Rhubarb is a 1969 British short film written and directed by Eric Sykes, starring Sykes, Harry Secombe and Jimmy Edwards. The dialogue consisted entirely of repetitions of the word "rhubarb", all the characters last names were "Rhubarb", and even the number plates on vehicles were "RHU BAR B". A baby "spoke" by holding a sign with the word "Rhubarb" written on it.

"Rhubarb" is a radio idiom for unintelligible background speech.  Typically extras would mutter the word over and over to provide ambience for a crowd or party scene.  In The Goon Show the cast was usually only the three principals, who would pretend to try to sound like a larger group by repeating "rhubarb" very quickly but clearly, with outbreaks of "Custard!" for good measure.  Sykes was a close collaborator and friend of the Goons.  He remade the piece in 1980 for Thames Television, as Rhubarb Rhubarb.

Plot
A police inspector and a vicar play a round of golf. The inspector has a constable help him to cheat by removing his golf ball from awkward situations, and the vicar ultimately requests divine intervention.

## DATA EXTRACT
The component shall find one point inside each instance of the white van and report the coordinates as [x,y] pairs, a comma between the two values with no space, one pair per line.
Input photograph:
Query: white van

## EXERCISE 1
Retype the part of the text on the film Rhubarb starting with "Rhubarb is a" and going on through "as Rhubarb Rhubarb.".
## EXERCISE 2
Using the text on the film Rhubarb, state whether each statement agrees with it, answering yes or no and quoting the deciding words: (a) Rhubarb is a British short film from 1969. (b) In the film, the vicar helps the inspector cheat at golf. (c) In The Goon Show, the cast was usually larger than three people.

## WRITTEN RESPONSE 1
Rhubarb is a 1969 British short film written and directed by Eric Sykes, starring Sykes, Harry Secombe and Jimmy Edwards. The dialogue consisted entirely of repetitions of the word "rhubarb", all the characters last names were "Rhubarb", and even the number plates on vehicles were "RHU BAR B". A baby "spoke" by holding a sign with the word "Rhubarb" written on it.

"Rhubarb" is a radio idiom for unintelligible background speech.  Typically extras would mutter the word over and over to provide ambience for a crowd or party scene.  In The Goon Show the cast was usually only the three principals, who would pretend to try to sound like a larger group by repeating "rhubarb" very quickly but clearly, with outbreaks of "Custard!" for good measure.  Sykes was a close collaborator and friend of the Goons.  He remade the piece in 1980 for Thames Television, as Rhubarb Rhubarb.

## WRITTEN RESPONSE 2
(a) Yes: "Rhubarb is a 1969 British short film"
(b) No: "The inspector has a constable help him to cheat"
(c) No: "the cast was usually only the three principals"